#### DOCUMENT SECTION:
All forms matter, but some matter more than others.

That can be the only conclusion from research published by Frontiers in Psychology headlined “Intake of Raw Fruits and Vegetables Is Associated With Better Mental Health Than Intake of Processed Fruits and Vegetables.”

The research authors, Kate Brookie, Georgia Best and Tamlin Conner from the University of Otago in New Zealand said the study investigated the differential associations between intake of raw fruits and vegetables, compared to processed.  Check out a news release about the research here.

The researchers conducted an online survey with 422 young adults ages 18–25 (66.1% female) living in New Zealand and the U.S. that assessed typical consumption of raw vs. cooked/canned/processed fruits and vegetables, negative and positive mental health (depressive symptoms, anxiety, negative mood, positive mood, life satisfaction, and flourishing), and covariates (including socio-economic status, body mass index, sleep, physical activity, smoking, and alcohol use).

What did the authors find?

Controlling for covariates, the study said raw fruit and vegetable intake “predicted reduced depressive symptoms and higher positive mood, life satisfaction, and flourishing.” On the other hand, processed fruit and vegetable intake only predicted higher positive mood. The top 10 raw foods related to better mental health were carrots, bananas, apples, dark leafy greens like spinach, grapefruit, lettuce, citrus fruits, fresh berries, cucumber, and kiwifruit, according to the study.

I love the simplicity of the research, as the conclusion from the abstract reads:

“Raw fruit and vegetable intake, but not processed fruit and vegetable intake, significantly predicted higher mental health outcomes when controlling for the covariates. Applications include recommending the consumption of raw fruits and vegetables to maximize mental health benefits.”

Boom for fresh produce marketers! Drop mic and walk off the stage.

#### EXERCISE DIRECTIONS:
Copy the write-up on raw produce and mental health from "I love the simplicity" down to "off the stage.", and swap "fresh produce marketers" for "grocery retailers".

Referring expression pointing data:
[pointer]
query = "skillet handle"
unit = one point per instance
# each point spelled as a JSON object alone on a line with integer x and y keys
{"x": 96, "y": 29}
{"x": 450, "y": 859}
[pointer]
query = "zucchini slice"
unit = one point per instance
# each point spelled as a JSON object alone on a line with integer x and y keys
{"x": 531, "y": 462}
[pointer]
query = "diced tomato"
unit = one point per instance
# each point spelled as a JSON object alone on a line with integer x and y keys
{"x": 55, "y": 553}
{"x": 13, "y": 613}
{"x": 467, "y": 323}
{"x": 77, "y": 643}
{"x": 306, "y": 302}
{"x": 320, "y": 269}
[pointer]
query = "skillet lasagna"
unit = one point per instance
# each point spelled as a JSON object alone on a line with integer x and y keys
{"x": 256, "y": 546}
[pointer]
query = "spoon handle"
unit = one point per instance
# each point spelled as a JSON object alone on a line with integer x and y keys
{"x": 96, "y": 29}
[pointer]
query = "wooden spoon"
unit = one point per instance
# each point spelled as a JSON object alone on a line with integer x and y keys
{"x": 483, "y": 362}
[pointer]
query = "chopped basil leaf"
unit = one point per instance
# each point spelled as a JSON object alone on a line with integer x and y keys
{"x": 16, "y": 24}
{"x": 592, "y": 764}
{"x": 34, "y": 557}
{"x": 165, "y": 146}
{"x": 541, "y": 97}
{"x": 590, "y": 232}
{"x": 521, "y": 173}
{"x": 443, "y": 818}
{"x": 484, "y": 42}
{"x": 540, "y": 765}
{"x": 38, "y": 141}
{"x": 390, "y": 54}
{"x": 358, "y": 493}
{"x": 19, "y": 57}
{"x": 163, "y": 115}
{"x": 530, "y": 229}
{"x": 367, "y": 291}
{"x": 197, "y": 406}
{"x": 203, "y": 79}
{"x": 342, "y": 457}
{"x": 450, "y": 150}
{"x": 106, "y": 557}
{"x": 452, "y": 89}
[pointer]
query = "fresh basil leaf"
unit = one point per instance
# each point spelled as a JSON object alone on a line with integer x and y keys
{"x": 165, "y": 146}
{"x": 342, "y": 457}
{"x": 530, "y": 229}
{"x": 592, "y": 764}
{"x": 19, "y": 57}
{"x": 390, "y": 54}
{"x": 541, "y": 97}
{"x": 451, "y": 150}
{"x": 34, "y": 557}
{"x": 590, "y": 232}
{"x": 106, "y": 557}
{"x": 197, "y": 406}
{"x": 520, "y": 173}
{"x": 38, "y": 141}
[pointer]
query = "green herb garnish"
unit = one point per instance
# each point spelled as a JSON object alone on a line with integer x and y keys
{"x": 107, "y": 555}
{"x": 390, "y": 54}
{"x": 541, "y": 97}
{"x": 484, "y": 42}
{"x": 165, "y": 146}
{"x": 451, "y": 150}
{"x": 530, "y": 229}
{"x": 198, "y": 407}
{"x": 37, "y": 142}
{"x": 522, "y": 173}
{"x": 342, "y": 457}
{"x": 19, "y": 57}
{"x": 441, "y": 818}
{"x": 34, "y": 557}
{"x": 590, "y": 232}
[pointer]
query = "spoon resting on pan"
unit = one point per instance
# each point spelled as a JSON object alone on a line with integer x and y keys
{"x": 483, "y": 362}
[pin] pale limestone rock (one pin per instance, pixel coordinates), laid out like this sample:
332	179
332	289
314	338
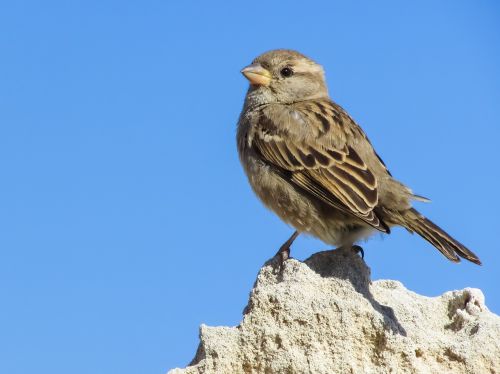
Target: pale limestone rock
325	316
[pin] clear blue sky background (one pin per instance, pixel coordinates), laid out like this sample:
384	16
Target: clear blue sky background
125	218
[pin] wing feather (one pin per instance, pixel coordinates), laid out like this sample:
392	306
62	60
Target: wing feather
335	175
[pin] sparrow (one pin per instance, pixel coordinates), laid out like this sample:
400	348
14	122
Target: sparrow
312	164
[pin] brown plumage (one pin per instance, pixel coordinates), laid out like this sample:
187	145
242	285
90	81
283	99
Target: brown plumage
310	163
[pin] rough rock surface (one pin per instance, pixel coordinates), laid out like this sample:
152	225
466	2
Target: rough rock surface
324	315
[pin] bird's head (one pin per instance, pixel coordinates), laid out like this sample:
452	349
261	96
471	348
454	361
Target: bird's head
284	76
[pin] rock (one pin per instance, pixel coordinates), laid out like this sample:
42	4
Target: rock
324	315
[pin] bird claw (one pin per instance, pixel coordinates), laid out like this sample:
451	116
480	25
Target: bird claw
358	249
282	255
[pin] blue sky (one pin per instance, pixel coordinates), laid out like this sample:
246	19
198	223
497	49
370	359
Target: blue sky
125	218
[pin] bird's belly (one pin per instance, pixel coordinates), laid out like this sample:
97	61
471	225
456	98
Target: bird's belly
304	213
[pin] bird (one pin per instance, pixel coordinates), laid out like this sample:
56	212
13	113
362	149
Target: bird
309	162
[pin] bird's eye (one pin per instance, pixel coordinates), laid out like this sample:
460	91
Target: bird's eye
286	72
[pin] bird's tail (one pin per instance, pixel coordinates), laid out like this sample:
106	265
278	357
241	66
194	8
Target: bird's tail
416	222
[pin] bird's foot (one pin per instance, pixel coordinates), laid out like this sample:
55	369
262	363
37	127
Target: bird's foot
283	253
356	248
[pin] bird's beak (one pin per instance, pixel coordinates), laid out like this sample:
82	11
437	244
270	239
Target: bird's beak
257	75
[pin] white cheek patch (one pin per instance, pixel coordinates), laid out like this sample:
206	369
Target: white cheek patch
308	67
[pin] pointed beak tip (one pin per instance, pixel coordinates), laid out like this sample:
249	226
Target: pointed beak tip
257	75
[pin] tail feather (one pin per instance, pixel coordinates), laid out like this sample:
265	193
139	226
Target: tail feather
449	247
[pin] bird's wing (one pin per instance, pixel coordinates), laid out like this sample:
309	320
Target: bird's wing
317	162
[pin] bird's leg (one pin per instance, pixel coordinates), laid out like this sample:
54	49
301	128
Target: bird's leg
356	248
284	251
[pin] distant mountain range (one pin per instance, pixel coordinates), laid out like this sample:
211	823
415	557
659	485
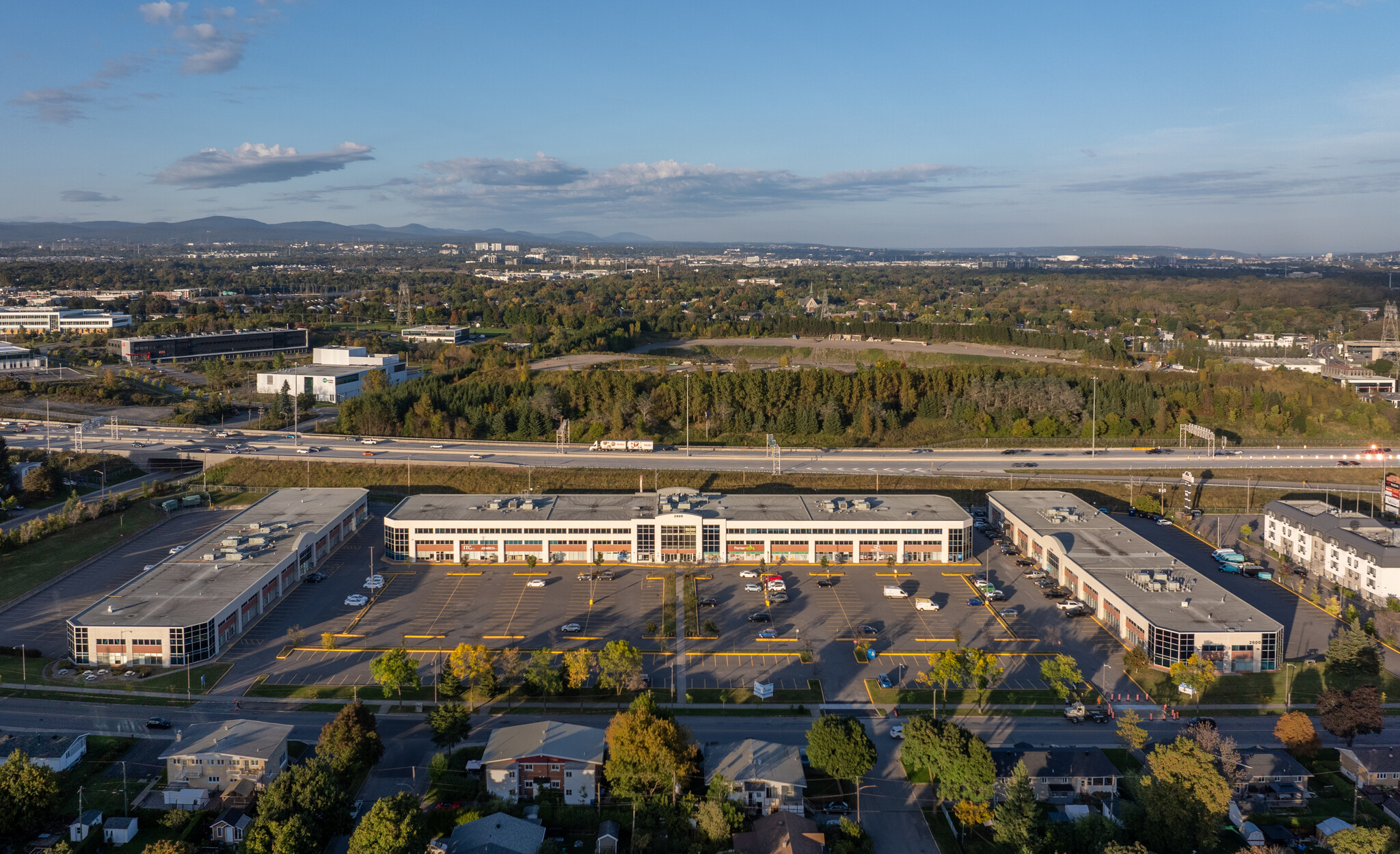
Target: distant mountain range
236	230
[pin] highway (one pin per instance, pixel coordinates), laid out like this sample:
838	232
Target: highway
1310	464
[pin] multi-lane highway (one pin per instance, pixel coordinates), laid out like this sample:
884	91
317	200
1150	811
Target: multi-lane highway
1312	464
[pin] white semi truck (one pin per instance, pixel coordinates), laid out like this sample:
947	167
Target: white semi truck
617	444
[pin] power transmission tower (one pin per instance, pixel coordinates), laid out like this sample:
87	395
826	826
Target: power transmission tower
405	304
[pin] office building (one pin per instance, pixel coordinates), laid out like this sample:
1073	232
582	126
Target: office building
41	321
1138	591
230	343
336	374
678	525
196	604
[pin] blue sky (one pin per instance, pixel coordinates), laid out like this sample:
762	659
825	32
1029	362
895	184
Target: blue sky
1265	126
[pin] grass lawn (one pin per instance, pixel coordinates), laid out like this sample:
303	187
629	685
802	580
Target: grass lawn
1306	681
36	563
812	693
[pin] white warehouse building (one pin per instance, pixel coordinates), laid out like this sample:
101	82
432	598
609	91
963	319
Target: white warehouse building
678	525
336	374
196	604
1142	594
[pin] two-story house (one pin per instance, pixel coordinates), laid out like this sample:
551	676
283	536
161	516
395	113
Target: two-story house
217	756
522	762
1062	776
762	776
1371	766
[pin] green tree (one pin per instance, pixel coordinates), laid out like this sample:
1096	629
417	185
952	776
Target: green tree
1062	673
1349	715
351	743
840	747
543	676
394	825
1130	730
1018	815
619	667
300	811
1183	799
1364	840
450	723
945	667
1196	673
1353	653
647	751
28	796
392	669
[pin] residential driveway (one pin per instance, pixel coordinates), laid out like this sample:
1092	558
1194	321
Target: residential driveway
891	808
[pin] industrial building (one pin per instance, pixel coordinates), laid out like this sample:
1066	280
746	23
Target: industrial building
230	343
1346	548
438	335
41	321
678	525
336	374
193	605
1135	590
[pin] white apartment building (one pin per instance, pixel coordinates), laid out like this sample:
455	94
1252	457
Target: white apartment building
678	525
1343	546
61	319
336	374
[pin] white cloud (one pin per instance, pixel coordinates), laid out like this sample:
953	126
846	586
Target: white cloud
255	163
548	183
164	12
85	196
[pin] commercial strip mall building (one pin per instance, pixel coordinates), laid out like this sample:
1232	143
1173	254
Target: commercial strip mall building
1135	590
193	605
678	525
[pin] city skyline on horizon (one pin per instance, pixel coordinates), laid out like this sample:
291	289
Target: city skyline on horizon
1024	126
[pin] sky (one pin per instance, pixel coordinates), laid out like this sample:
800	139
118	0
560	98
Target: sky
1253	126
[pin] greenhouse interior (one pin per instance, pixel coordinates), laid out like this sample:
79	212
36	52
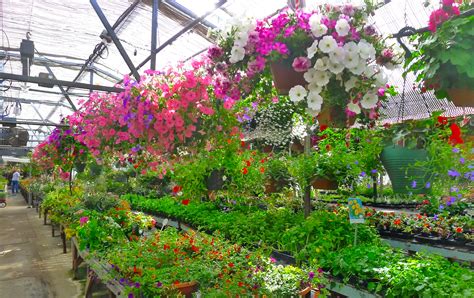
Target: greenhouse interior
225	148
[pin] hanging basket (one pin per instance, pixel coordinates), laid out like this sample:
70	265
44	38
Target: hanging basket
324	183
285	77
399	163
462	97
334	117
187	288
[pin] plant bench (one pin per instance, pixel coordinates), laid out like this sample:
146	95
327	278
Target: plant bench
96	272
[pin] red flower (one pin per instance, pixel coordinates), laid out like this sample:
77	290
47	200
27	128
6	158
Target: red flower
177	189
455	137
442	120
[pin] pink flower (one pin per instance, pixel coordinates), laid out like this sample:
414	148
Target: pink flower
301	64
83	220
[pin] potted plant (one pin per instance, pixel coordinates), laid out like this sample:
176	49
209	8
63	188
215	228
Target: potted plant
339	56
442	60
277	174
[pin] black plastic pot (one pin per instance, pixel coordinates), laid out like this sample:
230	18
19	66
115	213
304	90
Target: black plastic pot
215	180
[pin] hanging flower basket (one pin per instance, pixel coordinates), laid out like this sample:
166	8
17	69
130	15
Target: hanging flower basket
334	117
215	180
187	288
324	183
285	77
462	97
399	163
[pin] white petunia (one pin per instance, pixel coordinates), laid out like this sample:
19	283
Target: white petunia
236	54
322	63
351	48
314	87
313	49
241	39
336	68
350	84
366	50
342	27
327	44
297	93
360	68
354	107
351	60
369	100
314	100
309	75
338	55
321	78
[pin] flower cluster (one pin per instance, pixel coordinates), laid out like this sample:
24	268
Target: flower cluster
448	9
342	58
152	116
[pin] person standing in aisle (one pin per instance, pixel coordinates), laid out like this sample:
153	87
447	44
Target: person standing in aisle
15	182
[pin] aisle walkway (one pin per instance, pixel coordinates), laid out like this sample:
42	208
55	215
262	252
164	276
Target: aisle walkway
31	261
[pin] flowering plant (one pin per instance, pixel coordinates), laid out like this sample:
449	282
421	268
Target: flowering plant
442	59
342	58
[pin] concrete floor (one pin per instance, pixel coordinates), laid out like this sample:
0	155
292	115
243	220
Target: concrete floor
32	263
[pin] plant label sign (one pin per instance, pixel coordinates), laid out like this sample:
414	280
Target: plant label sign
356	212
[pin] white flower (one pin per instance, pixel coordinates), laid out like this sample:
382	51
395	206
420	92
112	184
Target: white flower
317	28
322	63
314	101
350	83
313	49
369	100
351	60
336	68
314	87
309	75
241	39
360	68
321	78
327	44
236	54
297	93
354	107
342	27
366	50
338	55
351	48
371	70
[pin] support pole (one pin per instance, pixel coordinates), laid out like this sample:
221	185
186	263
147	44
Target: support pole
115	39
307	190
154	31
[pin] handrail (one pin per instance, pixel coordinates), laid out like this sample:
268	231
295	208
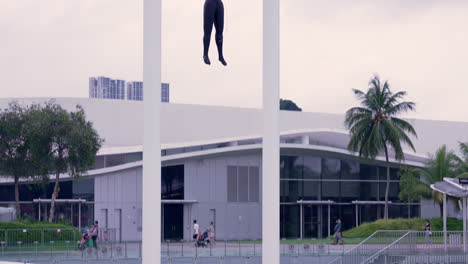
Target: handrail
386	248
358	245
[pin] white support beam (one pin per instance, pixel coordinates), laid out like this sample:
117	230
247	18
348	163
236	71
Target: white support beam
464	225
445	220
151	139
271	151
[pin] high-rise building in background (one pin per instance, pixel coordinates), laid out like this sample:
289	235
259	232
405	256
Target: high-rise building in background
103	87
135	91
165	92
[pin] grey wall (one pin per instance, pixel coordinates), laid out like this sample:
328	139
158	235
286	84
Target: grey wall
206	182
120	190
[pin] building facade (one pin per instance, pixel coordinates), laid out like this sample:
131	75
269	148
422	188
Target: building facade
106	88
212	172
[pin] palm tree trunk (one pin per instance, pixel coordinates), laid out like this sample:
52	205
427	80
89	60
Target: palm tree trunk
409	208
18	208
387	185
54	197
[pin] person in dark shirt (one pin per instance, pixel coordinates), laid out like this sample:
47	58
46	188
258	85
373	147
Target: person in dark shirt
213	14
337	233
427	228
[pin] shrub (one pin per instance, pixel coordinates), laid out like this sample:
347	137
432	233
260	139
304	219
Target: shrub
367	229
28	231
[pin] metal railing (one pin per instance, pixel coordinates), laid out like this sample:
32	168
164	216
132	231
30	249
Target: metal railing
373	244
419	247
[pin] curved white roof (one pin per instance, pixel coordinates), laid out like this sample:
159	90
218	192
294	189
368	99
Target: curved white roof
121	124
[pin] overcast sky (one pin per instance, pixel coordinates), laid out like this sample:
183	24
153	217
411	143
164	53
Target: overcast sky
51	47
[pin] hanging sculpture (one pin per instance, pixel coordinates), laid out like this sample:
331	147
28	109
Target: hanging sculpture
213	13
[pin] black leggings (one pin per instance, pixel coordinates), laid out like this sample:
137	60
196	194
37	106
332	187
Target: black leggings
213	13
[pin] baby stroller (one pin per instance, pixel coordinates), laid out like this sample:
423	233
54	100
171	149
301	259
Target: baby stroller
203	240
85	242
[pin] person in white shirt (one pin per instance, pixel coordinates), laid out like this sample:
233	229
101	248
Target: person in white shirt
196	229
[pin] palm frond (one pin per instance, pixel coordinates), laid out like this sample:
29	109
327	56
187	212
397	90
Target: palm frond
400	108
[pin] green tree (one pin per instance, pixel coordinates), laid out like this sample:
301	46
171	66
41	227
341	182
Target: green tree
463	168
375	128
411	187
65	142
289	105
442	165
15	158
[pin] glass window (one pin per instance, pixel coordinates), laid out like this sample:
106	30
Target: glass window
349	170
254	184
369	191
312	167
393	191
330	168
232	184
311	190
383	173
330	191
368	172
350	191
243	181
290	225
290	191
291	167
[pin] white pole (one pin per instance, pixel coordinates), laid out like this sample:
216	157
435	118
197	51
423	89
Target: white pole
464	225
445	221
301	220
271	151
357	215
151	140
329	220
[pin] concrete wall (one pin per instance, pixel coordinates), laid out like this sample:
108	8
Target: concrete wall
206	182
121	190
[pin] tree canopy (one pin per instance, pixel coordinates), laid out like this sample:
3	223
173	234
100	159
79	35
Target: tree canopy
374	126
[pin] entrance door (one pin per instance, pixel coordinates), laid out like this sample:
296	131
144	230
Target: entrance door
118	213
213	218
311	221
173	221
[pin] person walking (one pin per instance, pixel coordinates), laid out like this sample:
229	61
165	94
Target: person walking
213	14
95	233
196	230
211	232
427	228
337	233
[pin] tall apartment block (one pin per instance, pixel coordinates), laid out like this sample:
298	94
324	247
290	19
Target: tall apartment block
103	87
135	91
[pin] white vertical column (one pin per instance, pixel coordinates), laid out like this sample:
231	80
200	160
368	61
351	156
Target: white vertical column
464	224
302	220
151	140
357	215
445	220
271	152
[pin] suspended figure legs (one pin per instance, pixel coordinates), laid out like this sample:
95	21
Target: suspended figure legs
213	13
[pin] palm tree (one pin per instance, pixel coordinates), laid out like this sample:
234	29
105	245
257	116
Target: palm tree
411	187
374	127
463	168
444	164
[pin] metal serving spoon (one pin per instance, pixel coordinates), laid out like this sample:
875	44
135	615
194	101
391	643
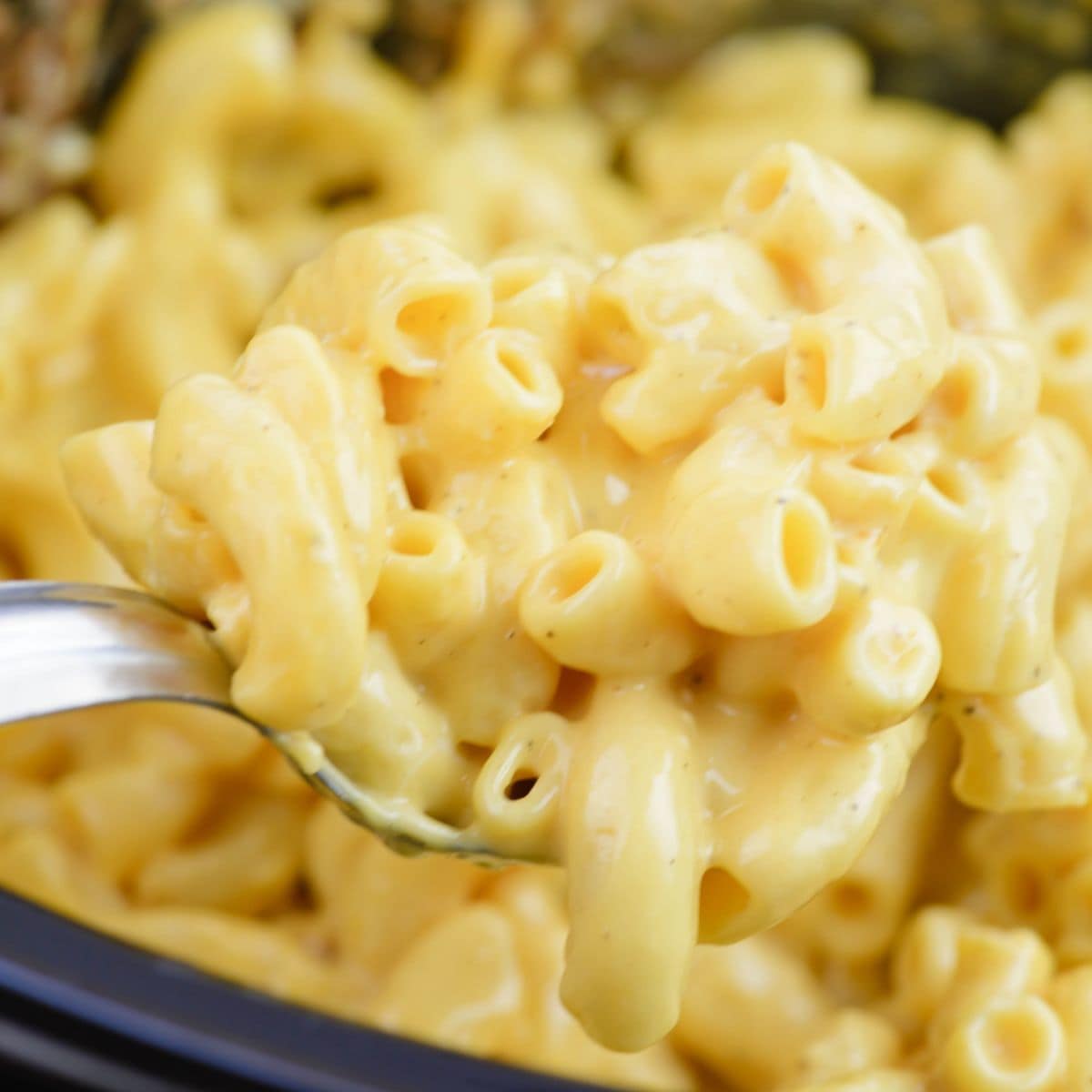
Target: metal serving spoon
69	647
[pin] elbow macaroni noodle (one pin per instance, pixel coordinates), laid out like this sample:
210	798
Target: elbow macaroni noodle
700	533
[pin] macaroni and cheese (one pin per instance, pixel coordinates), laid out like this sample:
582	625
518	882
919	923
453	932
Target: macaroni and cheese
715	536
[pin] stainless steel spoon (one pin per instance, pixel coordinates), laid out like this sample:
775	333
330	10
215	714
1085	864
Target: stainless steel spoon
70	647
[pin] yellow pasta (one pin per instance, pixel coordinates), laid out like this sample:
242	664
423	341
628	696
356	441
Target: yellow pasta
715	533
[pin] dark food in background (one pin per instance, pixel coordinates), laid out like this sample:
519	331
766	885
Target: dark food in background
63	60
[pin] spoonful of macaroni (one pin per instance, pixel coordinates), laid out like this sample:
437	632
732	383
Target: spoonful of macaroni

#### SOLUTION TO THE PROBLEM:
I love the simplicity of the research, as the conclusion from the abstract reads:

“Raw fruit and vegetable intake, but not processed fruit and vegetable intake, significantly predicted higher mental health outcomes when controlling for the covariates. Applications include recommending the consumption of raw fruits and vegetables to maximize mental health benefits.”

Boom for grocery retailers! Drop mic and walk off the stage.